===== Records shown

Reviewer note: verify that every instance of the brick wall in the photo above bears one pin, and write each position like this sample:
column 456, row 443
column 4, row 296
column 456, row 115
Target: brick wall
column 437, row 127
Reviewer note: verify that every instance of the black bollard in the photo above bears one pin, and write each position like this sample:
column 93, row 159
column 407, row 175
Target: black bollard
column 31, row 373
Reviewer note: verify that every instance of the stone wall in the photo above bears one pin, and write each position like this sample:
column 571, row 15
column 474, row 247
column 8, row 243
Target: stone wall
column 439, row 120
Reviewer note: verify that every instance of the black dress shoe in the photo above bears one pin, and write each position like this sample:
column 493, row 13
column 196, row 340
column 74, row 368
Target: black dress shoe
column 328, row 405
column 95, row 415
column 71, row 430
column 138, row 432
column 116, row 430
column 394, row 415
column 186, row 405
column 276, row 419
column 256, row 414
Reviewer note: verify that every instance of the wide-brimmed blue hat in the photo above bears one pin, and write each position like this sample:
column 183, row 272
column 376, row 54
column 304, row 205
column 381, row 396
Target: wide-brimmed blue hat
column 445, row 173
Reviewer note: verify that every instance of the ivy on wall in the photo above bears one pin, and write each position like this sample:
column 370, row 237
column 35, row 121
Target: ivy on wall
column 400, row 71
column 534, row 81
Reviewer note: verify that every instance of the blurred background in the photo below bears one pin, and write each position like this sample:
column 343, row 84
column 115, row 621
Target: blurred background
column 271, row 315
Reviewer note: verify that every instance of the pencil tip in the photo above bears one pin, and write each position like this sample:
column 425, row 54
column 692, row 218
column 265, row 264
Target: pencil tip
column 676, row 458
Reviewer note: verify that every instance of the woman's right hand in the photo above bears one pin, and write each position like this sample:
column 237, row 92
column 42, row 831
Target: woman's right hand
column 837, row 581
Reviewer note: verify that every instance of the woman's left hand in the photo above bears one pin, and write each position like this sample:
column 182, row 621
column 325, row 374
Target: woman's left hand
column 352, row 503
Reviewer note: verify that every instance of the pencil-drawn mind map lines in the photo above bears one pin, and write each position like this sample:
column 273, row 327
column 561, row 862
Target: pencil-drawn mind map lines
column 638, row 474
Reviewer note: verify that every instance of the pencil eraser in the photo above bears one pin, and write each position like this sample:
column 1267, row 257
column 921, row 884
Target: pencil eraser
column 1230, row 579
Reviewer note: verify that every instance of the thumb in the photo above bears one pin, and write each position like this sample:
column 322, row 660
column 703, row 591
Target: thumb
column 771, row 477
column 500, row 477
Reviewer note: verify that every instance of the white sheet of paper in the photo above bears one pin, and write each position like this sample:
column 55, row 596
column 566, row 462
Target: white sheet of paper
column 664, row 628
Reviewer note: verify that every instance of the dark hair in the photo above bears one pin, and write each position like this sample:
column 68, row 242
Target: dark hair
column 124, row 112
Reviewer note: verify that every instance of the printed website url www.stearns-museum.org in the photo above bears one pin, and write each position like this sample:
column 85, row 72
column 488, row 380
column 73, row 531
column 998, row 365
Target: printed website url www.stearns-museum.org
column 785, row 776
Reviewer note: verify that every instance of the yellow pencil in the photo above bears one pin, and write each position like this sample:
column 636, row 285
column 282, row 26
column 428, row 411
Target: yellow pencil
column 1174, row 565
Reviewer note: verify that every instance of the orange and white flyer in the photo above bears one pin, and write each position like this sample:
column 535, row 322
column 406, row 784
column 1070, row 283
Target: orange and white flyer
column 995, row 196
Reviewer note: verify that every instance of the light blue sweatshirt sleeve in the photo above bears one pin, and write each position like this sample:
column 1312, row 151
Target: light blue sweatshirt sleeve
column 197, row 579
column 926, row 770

==========

◆ Prompt ◆
Every record should be retyped so that it matches the original exactly.

◆ Solution below ◆
Reviewer note: verify that every instance of the brick wall in the photo above bears one pin, and write each position like this sample:
column 456, row 443
column 4, row 296
column 456, row 115
Target: brick wall
column 437, row 127
Reviewer note: verify that every instance of the black bollard in the photo above bears one pin, and write each position like this sample:
column 93, row 159
column 407, row 175
Target: black bollard
column 31, row 373
Reviewer note: verify that every instance of the stone wall in the photo above bears one pin, and write each position like this sample:
column 571, row 15
column 474, row 247
column 8, row 243
Target: stone wall
column 439, row 120
Reviewer note: verify that every instance of the black dress shoe in the photo above bears one pin, and write each position like this sample:
column 493, row 13
column 196, row 340
column 74, row 368
Target: black dress shoe
column 328, row 405
column 95, row 415
column 71, row 430
column 138, row 432
column 116, row 430
column 394, row 415
column 186, row 405
column 276, row 419
column 256, row 414
Reviewer note: verify that every instance of the wide-brimmed blue hat in the photo above bears one pin, and write each position like this sample:
column 183, row 272
column 376, row 54
column 304, row 205
column 381, row 396
Target: wide-brimmed blue hat
column 445, row 173
Reviewer note: verify that every instance of the ivy on wall in the photo above bears one pin, and write each position like this sample:
column 370, row 237
column 35, row 121
Target: ivy on wall
column 400, row 71
column 534, row 81
Reviewer note: verify that every instance of the blurred background in the photo below bears one pin, and write each position like this sample:
column 343, row 84
column 115, row 621
Target: blurred background
column 271, row 315
Reviewer note: verify that every instance of the pencil tip in the photo above bears one pin, and write each position like this sample:
column 425, row 54
column 692, row 218
column 265, row 264
Target: pencil tip
column 676, row 458
Reviewer note: verify that every instance of the woman's right hand in the photo above bears one pin, and write each position like this sample:
column 237, row 92
column 42, row 831
Target: woman's right hand
column 837, row 581
Reviewer note: verify that every instance of the woman's left hand in the photo above bears one pin, and write each position like this sample:
column 182, row 621
column 325, row 374
Target: woman's left hand
column 352, row 503
Reviewer note: verify that every instance of the pencil-drawn mind map lines in the photo above bears one pin, and write each position like this sample:
column 273, row 327
column 561, row 862
Target: pencil-drawn mind map lines
column 638, row 474
Reviewer note: verify that every instance of the pencil eraser in the photo above bears one pin, and write each position like this sample:
column 1267, row 257
column 921, row 884
Target: pencil eraser
column 1230, row 579
Reviewer note: verify that every instance of the thumb in the photo above bears one pin, and write each position like this sample:
column 322, row 660
column 703, row 591
Target: thumb
column 771, row 477
column 500, row 477
Reviewer note: verify that every instance of the white sheet of paper in the photo above bears one pin, and write each position like this sample:
column 55, row 596
column 566, row 462
Target: white sheet of paper
column 664, row 628
Reviewer note: verify that every instance of the dark hair in the photo above bears one pin, and write each position like this sample:
column 68, row 242
Target: dark hair
column 124, row 112
Reviewer note: verify that every instance of the printed website url www.stearns-museum.org in the photo above bears one pin, and write each position like this sample:
column 85, row 72
column 488, row 380
column 73, row 531
column 998, row 365
Target: printed website url www.stearns-museum.org
column 785, row 776
Reviewer note: verify that every instance of the yellow pencil in the photo above bears one pin, and write each position like this sample:
column 636, row 285
column 282, row 26
column 428, row 411
Target: yellow pencil
column 1174, row 565
Reviewer note: verify that every instance of the orange and white flyer in the photo above bears one pin, and write each position like this sample:
column 535, row 322
column 406, row 784
column 1070, row 283
Target: orange and white flyer
column 995, row 196
Reviewer note: verify that every instance of the light blue sweatshirt sleeve in the photo above bears one pin, and write each position like this sample:
column 1312, row 151
Target: light blue sweatshirt sleeve
column 197, row 579
column 926, row 770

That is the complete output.